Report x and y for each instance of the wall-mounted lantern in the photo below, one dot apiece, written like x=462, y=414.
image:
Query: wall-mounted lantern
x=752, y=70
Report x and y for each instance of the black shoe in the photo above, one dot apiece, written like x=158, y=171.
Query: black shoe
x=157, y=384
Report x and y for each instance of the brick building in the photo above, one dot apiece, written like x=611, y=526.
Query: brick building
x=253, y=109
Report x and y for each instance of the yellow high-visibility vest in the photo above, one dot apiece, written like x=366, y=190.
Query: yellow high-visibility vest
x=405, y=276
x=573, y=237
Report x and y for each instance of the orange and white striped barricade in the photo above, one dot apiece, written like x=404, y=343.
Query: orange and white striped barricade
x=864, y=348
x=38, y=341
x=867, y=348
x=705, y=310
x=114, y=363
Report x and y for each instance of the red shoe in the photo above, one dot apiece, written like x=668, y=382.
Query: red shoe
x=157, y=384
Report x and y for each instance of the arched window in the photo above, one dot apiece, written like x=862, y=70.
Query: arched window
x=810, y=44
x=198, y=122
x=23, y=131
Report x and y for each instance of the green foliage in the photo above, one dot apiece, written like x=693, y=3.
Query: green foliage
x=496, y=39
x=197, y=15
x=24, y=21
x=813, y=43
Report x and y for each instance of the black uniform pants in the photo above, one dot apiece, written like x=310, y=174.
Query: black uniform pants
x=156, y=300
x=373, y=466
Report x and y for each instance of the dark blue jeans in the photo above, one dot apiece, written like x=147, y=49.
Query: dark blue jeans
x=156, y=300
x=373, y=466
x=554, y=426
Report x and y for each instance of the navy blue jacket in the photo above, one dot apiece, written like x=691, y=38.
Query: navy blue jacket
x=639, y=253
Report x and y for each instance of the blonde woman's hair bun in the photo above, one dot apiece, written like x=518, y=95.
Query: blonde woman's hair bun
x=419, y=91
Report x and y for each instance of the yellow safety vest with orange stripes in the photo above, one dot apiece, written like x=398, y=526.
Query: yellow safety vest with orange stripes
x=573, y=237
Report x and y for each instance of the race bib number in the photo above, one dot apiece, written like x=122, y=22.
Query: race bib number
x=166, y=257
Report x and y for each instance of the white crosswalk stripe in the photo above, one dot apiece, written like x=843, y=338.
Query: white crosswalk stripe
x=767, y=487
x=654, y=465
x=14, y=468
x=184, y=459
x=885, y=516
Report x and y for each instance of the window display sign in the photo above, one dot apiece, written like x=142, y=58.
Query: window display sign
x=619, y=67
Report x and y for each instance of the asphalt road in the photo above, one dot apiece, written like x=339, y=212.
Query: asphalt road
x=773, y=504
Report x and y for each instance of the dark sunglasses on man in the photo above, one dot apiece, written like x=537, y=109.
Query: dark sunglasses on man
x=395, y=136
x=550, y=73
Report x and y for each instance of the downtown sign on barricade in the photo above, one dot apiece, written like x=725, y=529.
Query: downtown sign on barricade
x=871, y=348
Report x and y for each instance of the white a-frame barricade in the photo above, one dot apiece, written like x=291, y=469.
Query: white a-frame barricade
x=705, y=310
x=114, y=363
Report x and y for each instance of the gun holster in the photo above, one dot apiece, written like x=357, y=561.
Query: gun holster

The problem: Word for word, print the listing above once more.

Solution for this task:
Report x and y for each instance of the wall-mounted lantern in the photo below, one dot apiece, written like x=462, y=414.
image:
Query: wall-mounted lantern
x=752, y=70
Report x and y for each instance of the black shoe in the photo above, one dot apiece, written like x=158, y=171.
Query: black shoe
x=157, y=384
Report x and y for each instance of the brick building in the photo above, one dot apiece, written like x=611, y=526.
Query: brick building
x=253, y=109
Report x and y for each instance of the yellow high-visibility vest in the photo above, one dot apiece, written like x=366, y=190.
Query: yellow high-visibility vest
x=405, y=276
x=573, y=237
Report x and y for each instance of the orange and white striped barricade in the photo above, one dot apiece, written like x=404, y=343.
Query: orange and white striped barricade
x=864, y=348
x=38, y=341
x=867, y=348
x=705, y=310
x=114, y=363
Report x and y for each instance of the red shoe in the photo above, one dot apiece, written like x=668, y=382.
Query: red shoe
x=157, y=384
Report x and y for each instance of the arched window in the photo above, one dot apiece, written like x=862, y=70.
Query: arched window
x=810, y=44
x=198, y=122
x=23, y=131
Report x and y for each instance of the green foliage in the photo above, one dot apiece, written like x=693, y=3.
Query: green foliage
x=496, y=39
x=197, y=15
x=24, y=21
x=813, y=43
Report x and y for each instance of the black uniform pants in the photo above, one dot apiece, written like x=310, y=174.
Query: black uniform pants
x=156, y=300
x=373, y=466
Report x and y for each instance of the dark blue jeans in the photo above, one dot apiece, written like x=147, y=49.
Query: dark blue jeans
x=156, y=300
x=373, y=466
x=554, y=426
Report x and y for each instance of the navy blue jacket in the photo above, one dot apiece, written like x=691, y=38.
Query: navy blue jacket
x=639, y=253
Report x and y for each instance of the blonde woman's hair bun in the photo above, one dot apiece, written like x=518, y=95.
Query: blonde woman's hair bun
x=419, y=91
Report x and y for each instance of the yellow safety vest with orange stripes in the photo above, one dot apiece, written like x=398, y=526.
Query: yellow safety vest with orange stripes
x=573, y=237
Report x and y for each instance of the race bib number in the photo above, one dot apiece, written like x=122, y=22.
Query: race bib number
x=166, y=257
Report x and y for each instance of the white crosswalk stripe in the photo above, one dot apiece, written like x=843, y=338.
Query: white crosswalk stripe
x=767, y=487
x=654, y=465
x=14, y=468
x=184, y=459
x=885, y=516
Report x and y for each instance of the window display sign in the photo above, one dot apiece, written like x=142, y=58.
Query: window display sign
x=619, y=67
Report x and y for each instance of the asphalt road in the photo above, one dot apiece, written like x=339, y=212.
Query: asphalt road
x=773, y=504
Report x and y for each instance of the dark sunglasses on man in the photo above, one dot apiece, written like x=537, y=109.
Query: dark sunglasses on man
x=395, y=136
x=550, y=73
Report x and y for each instance of the downtown sign on barricade in the photo above, one dot apiece, written like x=725, y=529.
Query: downtown sign on barricade
x=871, y=348
Report x and y for each instance of the white a-frame barricade in the photo above, one dot apiece, written like x=291, y=469.
Query: white a-frame barricade
x=705, y=310
x=114, y=363
Report x and y for each instance of the gun holster in the photo above, one dot apiece, written like x=357, y=561.
Query: gun holster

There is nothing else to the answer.